**Exercise directions:** Quote every line below exactly as it reads.

Natural-language object grounding data:
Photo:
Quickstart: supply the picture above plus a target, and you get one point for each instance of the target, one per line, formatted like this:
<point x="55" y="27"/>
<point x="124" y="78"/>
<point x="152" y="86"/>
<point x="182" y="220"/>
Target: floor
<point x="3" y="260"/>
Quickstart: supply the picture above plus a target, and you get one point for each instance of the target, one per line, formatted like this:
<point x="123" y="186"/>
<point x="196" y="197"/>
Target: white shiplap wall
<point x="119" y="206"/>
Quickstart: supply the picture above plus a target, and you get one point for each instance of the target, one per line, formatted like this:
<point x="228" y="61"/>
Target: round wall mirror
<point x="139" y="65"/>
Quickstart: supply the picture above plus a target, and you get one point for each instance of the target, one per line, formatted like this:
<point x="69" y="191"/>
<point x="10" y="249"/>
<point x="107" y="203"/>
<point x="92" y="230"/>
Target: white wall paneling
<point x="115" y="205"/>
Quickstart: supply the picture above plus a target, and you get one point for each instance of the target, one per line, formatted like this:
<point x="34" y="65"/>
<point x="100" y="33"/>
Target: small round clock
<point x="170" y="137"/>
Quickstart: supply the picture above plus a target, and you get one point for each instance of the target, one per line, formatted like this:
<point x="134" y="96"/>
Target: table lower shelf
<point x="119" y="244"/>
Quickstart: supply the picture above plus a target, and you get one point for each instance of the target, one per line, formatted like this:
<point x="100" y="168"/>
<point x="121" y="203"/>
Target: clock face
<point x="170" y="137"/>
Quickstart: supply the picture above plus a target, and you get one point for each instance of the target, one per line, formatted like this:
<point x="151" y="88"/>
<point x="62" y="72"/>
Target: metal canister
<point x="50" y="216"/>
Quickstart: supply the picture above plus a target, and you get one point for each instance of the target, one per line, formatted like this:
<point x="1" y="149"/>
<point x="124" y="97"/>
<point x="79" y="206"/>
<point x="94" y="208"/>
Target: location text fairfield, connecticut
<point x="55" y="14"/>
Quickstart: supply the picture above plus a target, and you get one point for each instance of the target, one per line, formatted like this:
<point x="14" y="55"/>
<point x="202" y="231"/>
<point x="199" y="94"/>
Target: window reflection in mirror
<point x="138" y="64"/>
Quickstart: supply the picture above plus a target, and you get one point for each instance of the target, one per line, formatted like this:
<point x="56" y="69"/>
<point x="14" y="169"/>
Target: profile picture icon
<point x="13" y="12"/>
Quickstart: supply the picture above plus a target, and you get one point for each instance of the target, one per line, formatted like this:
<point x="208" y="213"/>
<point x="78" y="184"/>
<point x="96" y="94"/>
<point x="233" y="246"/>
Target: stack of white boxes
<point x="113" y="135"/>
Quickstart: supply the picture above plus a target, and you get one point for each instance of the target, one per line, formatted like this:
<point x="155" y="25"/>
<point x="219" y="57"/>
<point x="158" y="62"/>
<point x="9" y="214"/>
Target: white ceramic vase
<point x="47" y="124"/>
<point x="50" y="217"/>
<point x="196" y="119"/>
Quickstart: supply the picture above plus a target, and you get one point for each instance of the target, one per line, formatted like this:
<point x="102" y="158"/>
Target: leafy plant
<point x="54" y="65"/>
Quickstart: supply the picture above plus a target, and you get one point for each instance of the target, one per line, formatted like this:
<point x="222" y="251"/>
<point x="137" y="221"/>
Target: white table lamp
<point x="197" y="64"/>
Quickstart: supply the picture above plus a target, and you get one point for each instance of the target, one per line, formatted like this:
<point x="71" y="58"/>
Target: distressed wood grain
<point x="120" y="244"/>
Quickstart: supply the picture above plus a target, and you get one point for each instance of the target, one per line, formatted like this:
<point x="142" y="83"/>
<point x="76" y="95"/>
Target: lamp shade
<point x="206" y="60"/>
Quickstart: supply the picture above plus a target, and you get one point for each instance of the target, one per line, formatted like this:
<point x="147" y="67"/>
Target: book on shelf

**Answer space:**
Photo:
Quickstart: supply the picture above plus a target, and you get one point for each instance of the target, one per line, formatted like this:
<point x="55" y="27"/>
<point x="124" y="78"/>
<point x="152" y="86"/>
<point x="182" y="220"/>
Target: floor
<point x="3" y="260"/>
Quickstart: supply the picture above plus a target, and you get one point for each instance of the target, one per line, formatted like this:
<point x="123" y="186"/>
<point x="196" y="197"/>
Target: white shiplap wall
<point x="119" y="206"/>
Quickstart: supply the picture above plus a target, and you get one point for each instance of the target, one per line, formatted like this:
<point x="228" y="61"/>
Target: round wall mirror
<point x="139" y="65"/>
Quickstart: supply the picture above plus a target, and you get one point for each instance of the target, one per line, formatted like this:
<point x="69" y="191"/>
<point x="10" y="249"/>
<point x="107" y="203"/>
<point x="92" y="230"/>
Target: white wall paneling
<point x="115" y="205"/>
Quickstart: supply the picture above plus a target, and you get one point for each instance of the target, one per line, formatted like this:
<point x="34" y="65"/>
<point x="100" y="33"/>
Target: small round clock
<point x="170" y="137"/>
Quickstart: supply the picture above plus a target, and you get one point for each instance of the target, one per line, formatted like this:
<point x="134" y="96"/>
Target: table lower shelf
<point x="119" y="244"/>
Quickstart: supply the picture above plus a target, and you get one point for each instance of the target, one per line, formatted like this:
<point x="100" y="168"/>
<point x="121" y="203"/>
Target: clock face
<point x="170" y="137"/>
Quickstart: supply the picture above plus a target, and you get one point for each instance of the target, one per line, formatted like this:
<point x="151" y="88"/>
<point x="62" y="72"/>
Target: metal canister
<point x="50" y="216"/>
Quickstart: supply the picture above plus a target, and you get one point for each instance of the target, one per line, formatted like this:
<point x="1" y="149"/>
<point x="124" y="97"/>
<point x="79" y="206"/>
<point x="94" y="208"/>
Target: location text fairfield, connecticut
<point x="55" y="14"/>
Quickstart: supply the picture above plus a target, and you get one point for each instance of the target, one per line, formatted like this:
<point x="14" y="55"/>
<point x="202" y="231"/>
<point x="199" y="94"/>
Target: window reflection in mirror
<point x="138" y="64"/>
Quickstart: supply the picture above plus a target, and you get one point for each instance of the target, one per line, formatted like this:
<point x="56" y="69"/>
<point x="14" y="169"/>
Target: profile picture icon
<point x="13" y="12"/>
Quickstart: supply the picture above plus a target, and you get one point for each instance of the target, one per line, formatted like this:
<point x="208" y="213"/>
<point x="78" y="184"/>
<point x="96" y="94"/>
<point x="233" y="246"/>
Target: stack of white boxes
<point x="113" y="135"/>
Quickstart: supply the picture above plus a target, and you get one point for each instance of the target, one per line, formatted like this:
<point x="155" y="25"/>
<point x="219" y="57"/>
<point x="158" y="62"/>
<point x="9" y="214"/>
Target: white ceramic vase
<point x="47" y="124"/>
<point x="50" y="217"/>
<point x="196" y="119"/>
Quickstart: supply the picture above plus a target, and you get one point for each instance of the target, one per line, formatted like this:
<point x="102" y="158"/>
Target: leafy plant
<point x="54" y="65"/>
Quickstart: supply the picture above plus a target, and you get one point for each instance of the target, one per line, formatted like this:
<point x="222" y="251"/>
<point x="137" y="221"/>
Target: white table lamp
<point x="197" y="64"/>
Quickstart: supply the picture above plus a target, and you get one point for each instance of the target, one per line, formatted like this:
<point x="71" y="58"/>
Target: distressed wood grain
<point x="120" y="244"/>
Quickstart: supply the picture above plus a target, and you get one point for each instance of the target, one per line, formatted like this:
<point x="142" y="83"/>
<point x="76" y="95"/>
Target: lamp shade
<point x="206" y="60"/>
Quickstart: supply the picture above plus a target, and you get one point for each instance of the target, one per line, formatted like this:
<point x="147" y="67"/>
Target: book on shelf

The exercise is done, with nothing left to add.